What to produce
Examine the records below and count how many lines contain the string "rough". Give only the number.

◆ ◆ ◆ ◆ ◆ ◆ ◆

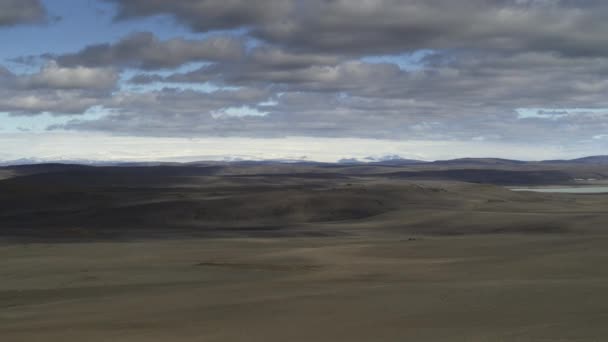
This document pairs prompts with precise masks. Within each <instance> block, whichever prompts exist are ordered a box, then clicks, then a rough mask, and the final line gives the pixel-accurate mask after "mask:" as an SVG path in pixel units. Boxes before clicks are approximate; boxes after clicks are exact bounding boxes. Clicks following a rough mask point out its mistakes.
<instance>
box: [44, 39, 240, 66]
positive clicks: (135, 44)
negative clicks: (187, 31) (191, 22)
mask: <svg viewBox="0 0 608 342" xmlns="http://www.w3.org/2000/svg"><path fill="white" fill-rule="evenodd" d="M243 54H244V45H243V41H242V40H240V39H237V38H231V37H211V38H208V39H204V40H188V39H182V38H174V39H169V40H164V41H163V40H159V39H158V38H156V37H155V36H154V34H152V33H150V32H140V33H135V34H132V35H130V36H127V37H125V38H123V39H122V40H120V41H119V42H117V43H115V44H99V45H91V46H88V47H86V48H84V49H83V50H81V51H79V52H76V53H73V54H65V55H60V56H48V57H49V58H53V59H55V60H57V62H58V63H59V64H60V65H63V66H87V67H108V66H112V67H131V68H139V69H149V70H151V69H163V68H175V67H178V66H181V65H183V64H187V63H190V62H197V61H230V60H234V59H238V58H240V57H242V56H243Z"/></svg>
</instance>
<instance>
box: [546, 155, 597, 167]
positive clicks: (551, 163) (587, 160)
mask: <svg viewBox="0 0 608 342" xmlns="http://www.w3.org/2000/svg"><path fill="white" fill-rule="evenodd" d="M542 163H544V164H580V165H608V155H604V156H589V157H584V158H578V159H571V160H545V161H543V162H542Z"/></svg>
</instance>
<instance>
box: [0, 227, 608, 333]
mask: <svg viewBox="0 0 608 342" xmlns="http://www.w3.org/2000/svg"><path fill="white" fill-rule="evenodd" d="M607 244H608V238H606V237H597V236H576V237H563V236H553V235H549V236H536V235H535V236H520V235H488V236H466V237H423V238H420V237H418V238H417V239H416V240H409V239H400V240H399V239H392V238H374V239H369V238H352V237H351V238H305V239H297V238H286V239H227V240H224V239H211V240H202V239H199V240H187V241H182V240H179V241H178V240H174V241H147V242H125V243H116V242H113V243H85V244H80V243H76V244H52V245H49V244H29V245H4V246H2V247H0V260H2V261H1V262H0V265H1V266H0V278H1V279H2V280H3V281H2V283H1V284H0V336H2V337H3V340H4V341H130V342H132V341H169V340H170V341H602V340H604V339H605V338H606V336H608V326H607V325H606V324H605V322H606V319H608V317H607V312H608V300H606V295H605V289H606V288H607V286H608V269H606V268H605V267H603V266H602V265H605V264H606V262H608V249H606V248H605V247H606V245H607Z"/></svg>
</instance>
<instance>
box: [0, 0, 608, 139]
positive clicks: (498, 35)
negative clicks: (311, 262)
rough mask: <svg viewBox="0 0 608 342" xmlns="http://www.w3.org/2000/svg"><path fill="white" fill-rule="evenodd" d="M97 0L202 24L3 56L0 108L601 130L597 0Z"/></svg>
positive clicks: (585, 135)
mask: <svg viewBox="0 0 608 342" xmlns="http://www.w3.org/2000/svg"><path fill="white" fill-rule="evenodd" d="M105 2H106V3H111V4H114V5H115V8H116V15H115V18H114V19H115V20H116V21H118V22H124V21H130V22H133V23H137V22H138V20H140V19H142V18H148V17H155V16H168V17H170V18H172V19H173V20H174V21H175V22H176V23H177V24H179V25H183V26H184V27H187V28H188V29H189V30H191V31H192V32H193V36H195V37H197V38H192V37H191V36H189V38H185V37H173V38H168V39H166V38H165V39H161V38H158V37H157V35H156V34H155V33H152V32H139V33H133V34H131V35H128V36H125V37H123V38H121V39H119V40H118V41H115V42H108V43H104V44H92V45H89V46H83V47H82V49H80V50H77V51H73V52H70V53H64V54H46V55H43V56H41V57H43V59H44V60H45V63H46V64H45V65H42V66H41V67H40V70H39V71H37V72H35V73H31V74H20V75H19V74H14V73H13V72H11V71H8V70H4V71H2V70H3V69H0V111H10V112H11V113H12V114H14V115H33V114H38V113H41V112H50V113H53V114H57V115H60V114H82V113H84V112H86V110H87V109H89V108H91V107H93V106H99V107H102V108H105V109H106V110H107V115H105V116H103V117H101V118H96V119H94V120H90V119H82V118H78V117H75V118H74V119H73V120H71V121H69V122H68V123H67V124H63V125H60V126H54V127H52V128H53V129H70V130H95V131H109V132H114V133H117V132H118V133H121V134H125V135H147V136H194V137H197V136H237V137H243V136H245V137H281V136H289V135H299V136H315V137H316V136H324V137H355V138H373V139H377V138H381V139H403V140H406V139H419V140H420V139H424V140H429V139H431V140H433V139H434V140H469V141H499V142H515V141H516V142H520V143H521V142H525V143H529V144H539V143H545V144H553V145H555V146H576V145H577V144H581V145H584V144H588V143H589V142H600V141H604V139H600V138H597V137H603V136H605V135H606V132H608V98H607V97H606V94H607V92H608V78H607V76H608V35H607V34H606V33H607V32H608V21H606V20H605V18H607V17H608V4H607V3H606V2H605V1H599V0H581V1H572V0H469V1H454V0H425V1H420V0H306V1H304V0H259V1H245V0H178V1H165V0H105ZM20 3H22V4H25V3H27V2H24V1H21V2H20ZM31 3H35V2H31ZM1 9H2V8H1V6H0V10H1ZM0 13H1V11H0ZM13 17H15V15H13ZM0 18H2V17H1V14H0ZM3 20H4V19H0V25H2V23H3V22H7V21H3ZM22 21H23V20H22ZM4 25H7V24H4ZM371 57H373V58H371ZM372 61H373V62H372ZM193 65H196V67H193ZM121 80H122V81H121ZM203 85H205V86H206V87H207V88H206V89H201V87H202V86H203ZM533 109H536V111H537V112H538V113H536V114H534V113H532V114H527V115H522V114H521V113H522V110H523V111H527V112H530V111H532V112H533V111H534V110H533ZM574 109H579V110H574ZM231 113H232V114H231ZM234 113H237V114H234Z"/></svg>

◆ ◆ ◆ ◆ ◆ ◆ ◆

Task result
2